Records to process
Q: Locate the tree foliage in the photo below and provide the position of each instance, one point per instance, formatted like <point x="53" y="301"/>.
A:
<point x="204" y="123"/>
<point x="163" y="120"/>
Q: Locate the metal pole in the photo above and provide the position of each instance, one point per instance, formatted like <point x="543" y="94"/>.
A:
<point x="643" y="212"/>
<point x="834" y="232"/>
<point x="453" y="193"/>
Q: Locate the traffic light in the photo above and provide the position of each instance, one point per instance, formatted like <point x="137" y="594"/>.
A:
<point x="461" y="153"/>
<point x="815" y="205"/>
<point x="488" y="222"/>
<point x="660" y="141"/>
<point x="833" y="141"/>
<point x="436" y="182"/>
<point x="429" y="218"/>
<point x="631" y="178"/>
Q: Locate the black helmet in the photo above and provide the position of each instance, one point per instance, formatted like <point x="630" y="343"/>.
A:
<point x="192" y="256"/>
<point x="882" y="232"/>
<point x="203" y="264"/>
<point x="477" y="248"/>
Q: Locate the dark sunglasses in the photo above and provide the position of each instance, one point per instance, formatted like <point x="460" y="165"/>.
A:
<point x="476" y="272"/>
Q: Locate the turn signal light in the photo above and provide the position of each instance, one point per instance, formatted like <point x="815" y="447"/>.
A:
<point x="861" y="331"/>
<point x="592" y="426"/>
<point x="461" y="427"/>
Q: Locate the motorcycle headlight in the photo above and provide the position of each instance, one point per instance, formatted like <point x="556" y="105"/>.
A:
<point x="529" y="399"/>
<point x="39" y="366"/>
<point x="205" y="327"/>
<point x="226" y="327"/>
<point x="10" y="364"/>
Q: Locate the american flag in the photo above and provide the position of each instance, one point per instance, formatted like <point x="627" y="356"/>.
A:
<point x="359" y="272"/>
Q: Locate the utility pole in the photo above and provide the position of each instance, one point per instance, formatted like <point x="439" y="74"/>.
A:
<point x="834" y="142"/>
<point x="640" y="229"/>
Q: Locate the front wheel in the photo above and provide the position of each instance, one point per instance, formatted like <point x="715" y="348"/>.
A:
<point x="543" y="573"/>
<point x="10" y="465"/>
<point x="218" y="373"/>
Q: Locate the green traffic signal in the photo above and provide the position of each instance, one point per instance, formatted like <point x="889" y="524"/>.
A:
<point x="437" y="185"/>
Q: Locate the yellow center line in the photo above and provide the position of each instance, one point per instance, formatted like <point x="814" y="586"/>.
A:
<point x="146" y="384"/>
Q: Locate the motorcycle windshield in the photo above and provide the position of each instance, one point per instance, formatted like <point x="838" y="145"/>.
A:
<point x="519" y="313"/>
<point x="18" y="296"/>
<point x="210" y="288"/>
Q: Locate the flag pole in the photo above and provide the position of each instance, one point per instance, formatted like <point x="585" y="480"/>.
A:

Written problem
Render each line of the data above as a Markdown table with two columns, Row and Line, numbering the rows in order and skipping any blank lines.

Task result
| Row | Line |
|---|---|
| 1 | Q: Locate the tree foliage in the photo below and provide the position of each instance, one point per instance, formatted like <point x="53" y="301"/>. |
| 2 | A: |
| 3 | <point x="204" y="123"/> |
| 4 | <point x="163" y="120"/> |
| 5 | Q: Locate the metal pole in the photo above and provide the position of each instance, one point per instance, formatted like <point x="543" y="94"/>. |
| 6 | A: |
| 7 | <point x="643" y="212"/> |
| 8 | <point x="834" y="232"/> |
| 9 | <point x="453" y="193"/> |
| 10 | Q: Locate the traffic light in the photo above and provide the position of each instance, one point per instance, formatted like <point x="137" y="594"/>. |
| 11 | A: |
| 12 | <point x="461" y="153"/> |
| 13 | <point x="815" y="205"/> |
| 14 | <point x="488" y="222"/> |
| 15 | <point x="660" y="141"/> |
| 16 | <point x="833" y="141"/> |
| 17 | <point x="436" y="182"/> |
| 18 | <point x="429" y="218"/> |
| 19 | <point x="631" y="178"/> |
| 20 | Q: Locate the black helmet in the photo above and provide the position of each instance, one point per instance, formatted like <point x="630" y="343"/>. |
| 21 | A: |
| 22 | <point x="192" y="256"/> |
| 23 | <point x="882" y="232"/> |
| 24 | <point x="203" y="264"/> |
| 25 | <point x="477" y="248"/> |
| 26 | Q: Locate the dark sunglasses in the photo above and provide the position of each instance, one point per instance, formatted like <point x="460" y="165"/>. |
| 27 | A: |
| 28 | <point x="476" y="272"/> |
| 29 | Q: Locate the turn signal light in the photo above and provide the position of each instance, one point per instance, formatted like <point x="815" y="447"/>. |
| 30 | A: |
| 31 | <point x="861" y="331"/> |
| 32 | <point x="592" y="426"/> |
| 33 | <point x="461" y="427"/> |
| 34 | Q: Locate the motorcycle headlight in the photo above and provide the position of each instance, one point per instance, formatted like <point x="556" y="105"/>. |
| 35 | A: |
| 36 | <point x="529" y="399"/> |
| 37 | <point x="39" y="366"/> |
| 38 | <point x="205" y="327"/> |
| 39 | <point x="226" y="327"/> |
| 40 | <point x="10" y="364"/> |
| 41 | Q: Locate the american flag in the photo above and provide the position of each instance, one point per instance, formatted like <point x="627" y="356"/>. |
| 42 | A: |
| 43 | <point x="359" y="272"/> |
| 44 | Q: Locate the utility pole in the photo above and provide the position of each instance, one point per instance, formatted like <point x="439" y="74"/>. |
| 45 | A: |
| 46 | <point x="834" y="142"/> |
| 47 | <point x="640" y="229"/> |
| 48 | Q: Locate the front wheel in the photo above and provide the position of each instance, one point per instance, formatted like <point x="715" y="348"/>. |
| 49 | A: |
| 50 | <point x="543" y="573"/> |
| 51 | <point x="10" y="465"/> |
| 52 | <point x="218" y="373"/> |
| 53 | Q: Locate the green traffic signal in the photo above and provide the position of each instance, one point per instance, formatted like <point x="889" y="524"/>. |
| 54 | A: |
| 55 | <point x="437" y="185"/> |
| 56 | Q: Locate the yellow center line in the photo above and provide the position of each instance, one point per instance, formatted like <point x="814" y="586"/>. |
| 57 | A: |
| 58 | <point x="146" y="384"/> |
| 59 | Q: Locate the motorcycle windshield in the photo above and provide the position of each instance, one point per instance, formatted like <point x="838" y="145"/>. |
| 60 | A: |
| 61 | <point x="519" y="313"/> |
| 62 | <point x="18" y="296"/> |
| 63 | <point x="210" y="288"/> |
| 64 | Q: Locate the flag pole in the photo above and provide the position of each instance, one point per instance, formatted like <point x="585" y="480"/>. |
| 65 | A: |